=== Brief ===
Reproduce the listing from the line with "Camera-trap tally: mark every instance of the white window" to the line with "[(8, 218), (254, 198), (23, 134), (92, 174), (175, 158)]", both lines included, keeping the requests and shifting every point coordinate in the answers up by 142. Leave the pictures out of the output.

=== Material for the task ===
┄┄┄┄┄┄┄┄┄┄
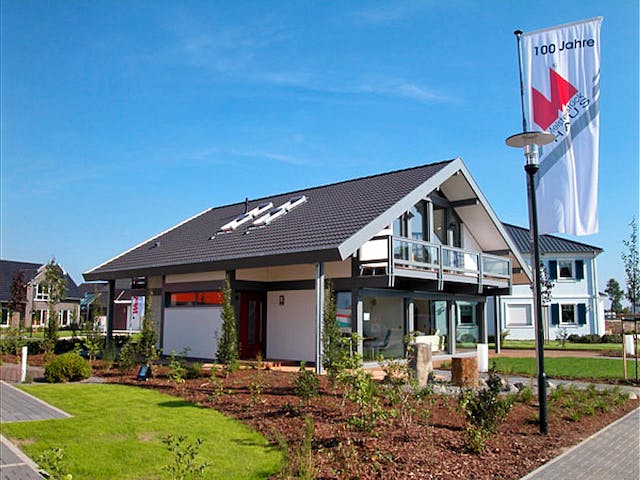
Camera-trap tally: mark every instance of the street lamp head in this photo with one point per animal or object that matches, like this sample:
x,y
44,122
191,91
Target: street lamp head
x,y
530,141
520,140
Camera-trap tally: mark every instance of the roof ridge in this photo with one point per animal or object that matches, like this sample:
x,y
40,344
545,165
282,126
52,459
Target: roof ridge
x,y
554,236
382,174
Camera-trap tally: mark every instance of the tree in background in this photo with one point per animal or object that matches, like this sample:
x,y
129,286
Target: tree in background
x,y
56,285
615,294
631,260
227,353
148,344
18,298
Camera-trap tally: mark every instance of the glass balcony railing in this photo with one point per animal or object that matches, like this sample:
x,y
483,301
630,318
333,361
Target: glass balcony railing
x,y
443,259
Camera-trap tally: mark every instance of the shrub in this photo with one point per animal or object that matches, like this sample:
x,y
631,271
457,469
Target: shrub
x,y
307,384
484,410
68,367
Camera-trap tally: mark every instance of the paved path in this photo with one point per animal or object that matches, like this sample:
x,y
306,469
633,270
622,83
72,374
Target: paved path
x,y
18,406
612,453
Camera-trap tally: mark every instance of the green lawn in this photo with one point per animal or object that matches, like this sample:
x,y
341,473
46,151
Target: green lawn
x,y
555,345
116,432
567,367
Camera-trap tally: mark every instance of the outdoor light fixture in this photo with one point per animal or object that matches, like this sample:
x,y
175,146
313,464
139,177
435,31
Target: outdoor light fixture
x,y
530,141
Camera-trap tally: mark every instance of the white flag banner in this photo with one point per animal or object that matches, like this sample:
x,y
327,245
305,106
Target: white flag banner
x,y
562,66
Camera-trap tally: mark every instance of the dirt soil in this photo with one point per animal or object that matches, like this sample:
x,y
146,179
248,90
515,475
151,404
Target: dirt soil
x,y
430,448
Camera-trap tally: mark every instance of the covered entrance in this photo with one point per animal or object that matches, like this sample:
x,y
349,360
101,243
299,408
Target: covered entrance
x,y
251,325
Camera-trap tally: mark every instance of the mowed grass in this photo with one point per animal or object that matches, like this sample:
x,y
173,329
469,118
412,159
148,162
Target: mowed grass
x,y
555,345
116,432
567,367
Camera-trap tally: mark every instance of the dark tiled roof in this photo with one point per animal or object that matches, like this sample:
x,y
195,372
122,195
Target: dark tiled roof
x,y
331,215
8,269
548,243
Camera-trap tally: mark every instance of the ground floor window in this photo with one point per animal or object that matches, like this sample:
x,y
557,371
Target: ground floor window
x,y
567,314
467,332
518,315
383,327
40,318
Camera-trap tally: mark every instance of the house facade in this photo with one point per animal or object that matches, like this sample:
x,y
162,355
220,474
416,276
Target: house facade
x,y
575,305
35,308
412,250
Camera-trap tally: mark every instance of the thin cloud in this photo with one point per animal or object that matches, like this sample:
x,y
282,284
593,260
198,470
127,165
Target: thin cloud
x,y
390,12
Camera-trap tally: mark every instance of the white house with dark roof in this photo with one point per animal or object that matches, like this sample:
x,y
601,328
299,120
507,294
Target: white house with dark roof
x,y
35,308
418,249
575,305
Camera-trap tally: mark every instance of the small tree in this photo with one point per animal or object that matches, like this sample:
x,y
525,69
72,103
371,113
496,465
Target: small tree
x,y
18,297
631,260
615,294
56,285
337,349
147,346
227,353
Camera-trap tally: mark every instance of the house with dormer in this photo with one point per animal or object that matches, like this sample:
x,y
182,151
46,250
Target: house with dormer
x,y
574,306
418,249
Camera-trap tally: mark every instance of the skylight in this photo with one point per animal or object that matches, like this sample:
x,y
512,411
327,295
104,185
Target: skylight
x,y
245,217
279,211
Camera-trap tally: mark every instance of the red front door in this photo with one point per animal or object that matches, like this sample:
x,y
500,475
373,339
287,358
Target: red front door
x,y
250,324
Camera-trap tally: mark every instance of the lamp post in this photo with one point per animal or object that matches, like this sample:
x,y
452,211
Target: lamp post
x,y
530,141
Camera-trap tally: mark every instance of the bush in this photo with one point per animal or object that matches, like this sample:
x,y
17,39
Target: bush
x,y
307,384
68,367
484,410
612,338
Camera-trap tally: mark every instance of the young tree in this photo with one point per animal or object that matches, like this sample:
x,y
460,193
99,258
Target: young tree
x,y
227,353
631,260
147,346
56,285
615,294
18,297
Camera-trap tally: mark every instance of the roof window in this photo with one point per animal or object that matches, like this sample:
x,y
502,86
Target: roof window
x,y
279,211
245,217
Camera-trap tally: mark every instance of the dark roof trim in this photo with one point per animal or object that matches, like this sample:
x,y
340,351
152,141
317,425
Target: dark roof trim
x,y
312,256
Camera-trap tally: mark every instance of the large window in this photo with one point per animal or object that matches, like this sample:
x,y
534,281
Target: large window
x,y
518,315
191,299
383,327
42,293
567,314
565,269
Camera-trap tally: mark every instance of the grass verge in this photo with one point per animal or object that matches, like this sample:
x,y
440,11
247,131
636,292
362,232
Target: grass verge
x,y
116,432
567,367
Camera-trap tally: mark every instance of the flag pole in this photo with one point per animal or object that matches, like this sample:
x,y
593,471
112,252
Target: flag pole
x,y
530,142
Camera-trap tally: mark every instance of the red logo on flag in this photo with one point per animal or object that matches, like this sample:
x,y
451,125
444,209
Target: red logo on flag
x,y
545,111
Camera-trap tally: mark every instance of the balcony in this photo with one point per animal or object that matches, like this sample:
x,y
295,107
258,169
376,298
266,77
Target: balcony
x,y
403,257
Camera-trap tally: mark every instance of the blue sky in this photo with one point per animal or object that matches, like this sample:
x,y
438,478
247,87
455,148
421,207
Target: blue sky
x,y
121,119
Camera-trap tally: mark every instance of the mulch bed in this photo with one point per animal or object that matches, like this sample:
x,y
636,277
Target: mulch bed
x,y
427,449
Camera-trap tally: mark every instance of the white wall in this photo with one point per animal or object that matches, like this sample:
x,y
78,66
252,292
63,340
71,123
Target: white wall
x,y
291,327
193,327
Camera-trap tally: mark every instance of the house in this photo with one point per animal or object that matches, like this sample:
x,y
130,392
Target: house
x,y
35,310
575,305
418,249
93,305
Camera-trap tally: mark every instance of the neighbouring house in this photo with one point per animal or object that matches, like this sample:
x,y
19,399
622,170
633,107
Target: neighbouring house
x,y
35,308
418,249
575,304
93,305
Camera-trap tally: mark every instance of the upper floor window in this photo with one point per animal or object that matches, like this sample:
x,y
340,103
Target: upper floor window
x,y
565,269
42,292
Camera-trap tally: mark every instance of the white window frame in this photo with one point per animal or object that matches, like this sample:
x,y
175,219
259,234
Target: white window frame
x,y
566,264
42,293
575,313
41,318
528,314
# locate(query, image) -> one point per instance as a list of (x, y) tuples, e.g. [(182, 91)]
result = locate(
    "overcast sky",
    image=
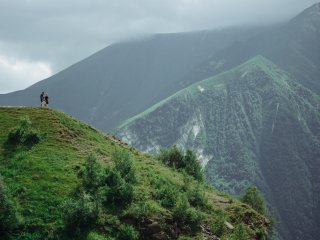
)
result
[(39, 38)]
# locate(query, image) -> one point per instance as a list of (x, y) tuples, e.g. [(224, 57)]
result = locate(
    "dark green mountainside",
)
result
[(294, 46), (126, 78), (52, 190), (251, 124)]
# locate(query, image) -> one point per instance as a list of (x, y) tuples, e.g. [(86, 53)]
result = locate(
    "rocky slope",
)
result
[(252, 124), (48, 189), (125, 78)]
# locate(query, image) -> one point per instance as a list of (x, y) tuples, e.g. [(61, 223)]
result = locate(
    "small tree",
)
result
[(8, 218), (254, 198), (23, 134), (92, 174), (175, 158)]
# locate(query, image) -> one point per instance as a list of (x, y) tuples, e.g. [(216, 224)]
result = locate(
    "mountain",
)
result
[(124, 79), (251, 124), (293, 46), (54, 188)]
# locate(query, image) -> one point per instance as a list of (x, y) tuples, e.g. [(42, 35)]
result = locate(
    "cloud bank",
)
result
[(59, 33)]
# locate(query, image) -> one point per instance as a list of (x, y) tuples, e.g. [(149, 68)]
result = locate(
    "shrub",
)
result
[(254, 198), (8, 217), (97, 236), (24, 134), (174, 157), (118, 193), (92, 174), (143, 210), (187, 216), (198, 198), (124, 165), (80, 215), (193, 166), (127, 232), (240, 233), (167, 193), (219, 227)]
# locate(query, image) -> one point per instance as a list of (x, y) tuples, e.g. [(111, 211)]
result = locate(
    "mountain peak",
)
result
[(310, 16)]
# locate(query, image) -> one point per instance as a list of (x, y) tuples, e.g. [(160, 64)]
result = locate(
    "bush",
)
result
┄┄┄┄┄┄┄┄┄┄
=== Result of the task ===
Camera-trap tally: mark every instance of the white window frame in this photo with one point per animal or object that matches, like this sample:
x,y
175,219
259,234
Target: white window frame
x,y
708,406
184,435
717,455
183,460
670,456
# locate(query, image) -> one point per instance as a list of (x, y) tuples, e.g. [(182, 91)]
result = locate(
    "overcast sky",
    image=
)
result
[(181, 180)]
# locate(query, image) -> one point per instance as a list of (x, y) tuples, e.g. [(224, 57)]
result = locate(
    "dark green mountainside",
)
result
[(436, 188), (268, 220), (194, 332), (393, 266)]
# locate(query, image) -> one point per instance as a list of (x, y) tuples, e.g. [(86, 53)]
result = locate(
    "rocky slope",
)
result
[(394, 266), (190, 331), (267, 220)]
# locate(query, image) -> one point per instance as a list of (x, y) tuples, e.g. [(61, 223)]
result = locate(
    "small tree",
)
result
[(150, 360), (396, 340), (165, 276), (234, 316), (317, 300)]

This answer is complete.